Copy each line exactly.

■ Records provided:
▼▼▼
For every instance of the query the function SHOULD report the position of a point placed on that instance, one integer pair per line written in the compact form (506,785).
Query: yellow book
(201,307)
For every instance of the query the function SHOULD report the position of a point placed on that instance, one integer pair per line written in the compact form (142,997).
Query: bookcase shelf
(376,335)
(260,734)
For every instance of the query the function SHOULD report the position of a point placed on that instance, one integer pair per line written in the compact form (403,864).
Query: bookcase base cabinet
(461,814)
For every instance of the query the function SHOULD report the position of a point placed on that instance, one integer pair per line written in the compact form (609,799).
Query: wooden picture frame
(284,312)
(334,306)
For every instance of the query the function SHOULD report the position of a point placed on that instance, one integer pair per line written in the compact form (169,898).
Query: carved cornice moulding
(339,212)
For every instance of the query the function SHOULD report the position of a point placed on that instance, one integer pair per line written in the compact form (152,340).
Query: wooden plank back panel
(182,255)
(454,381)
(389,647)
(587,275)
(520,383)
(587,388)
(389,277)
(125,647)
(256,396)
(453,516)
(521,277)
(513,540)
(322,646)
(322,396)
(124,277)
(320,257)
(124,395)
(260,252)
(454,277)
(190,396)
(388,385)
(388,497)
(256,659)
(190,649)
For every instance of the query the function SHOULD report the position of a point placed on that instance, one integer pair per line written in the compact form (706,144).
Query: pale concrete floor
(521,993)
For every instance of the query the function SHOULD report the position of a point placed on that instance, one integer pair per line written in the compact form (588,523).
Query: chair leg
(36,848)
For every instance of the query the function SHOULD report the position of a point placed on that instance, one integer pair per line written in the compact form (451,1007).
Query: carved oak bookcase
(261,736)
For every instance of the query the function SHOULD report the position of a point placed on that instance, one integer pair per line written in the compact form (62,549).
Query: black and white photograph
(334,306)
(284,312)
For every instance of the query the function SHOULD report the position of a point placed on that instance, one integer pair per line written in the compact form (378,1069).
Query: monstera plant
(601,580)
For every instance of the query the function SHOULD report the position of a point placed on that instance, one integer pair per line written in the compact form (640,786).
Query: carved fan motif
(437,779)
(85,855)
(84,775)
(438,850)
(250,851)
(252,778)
▲▲▲
■ Written answer:
For every instance of the query the function SHOULD report the position of a point placed on that instance, one integer pair per line written in the compact form (506,785).
Query: yellow book
(201,307)
For every instance of the query the function SHOULD report the position of a point placed on that instance, one integer pair per line written in the compact form (142,997).
Query: bookcase shelf
(376,335)
(260,734)
For every instance of the query the function SHOULD report the position of a point placed on that instance, one integer pair per line written in the compact form (403,864).
Query: bookcase base cabinet
(461,814)
For every instance of the query the function SHOULD report the position of a point placed on that instance, one integer pair per line written in the compact form (609,799).
Query: wooden picture frame
(284,312)
(334,306)
For every instance of the query the function SHOULD report the position of a point placed on that instance, one integer pair per line written in the compact form (169,898).
Query: carved cornice moulding
(339,212)
For every instance of the query the function SHOULD report the position of a point placed on that instance, one integer pair per line written in the compact form (152,340).
Query: wooden plank back panel
(182,255)
(454,381)
(389,647)
(587,275)
(520,383)
(587,388)
(389,277)
(125,647)
(256,396)
(453,516)
(521,277)
(513,540)
(322,646)
(322,396)
(124,277)
(320,257)
(124,395)
(260,252)
(454,277)
(190,396)
(388,385)
(388,497)
(256,659)
(190,649)
For every instance of the query the function SHOULD report the position of a point placed on that instance, one integer pair per line written in the compact form (706,144).
Query: pale concrete floor
(521,993)
For every instance of the query the function SHOULD report the position of a point placed on that instance, one integer pair per line written in the compact form (588,523).
Query: chair leg
(36,848)
For every instance of the query the function SHOULD report the position of a point placed on that instance, one integer pair per line written in the compact form (451,1007).
Query: carved oak bookcase
(261,736)
For every instance of the query the function SHOULD report the position of a point placed on that instance, one integer pair per line written in the compact form (62,549).
Query: black and white photograph
(334,306)
(284,312)
For every instance of the query the function SHOULD report the position of a point placed on that instance, one integer pair per line written in the compact form (378,1069).
Query: monstera plant
(601,580)
For every instance of the query the function SHOULD report the position of a point placed on that instance, one integer pair per line written in the compact form (640,786).
Query: carved fan motif
(437,779)
(85,855)
(84,775)
(438,850)
(250,851)
(252,778)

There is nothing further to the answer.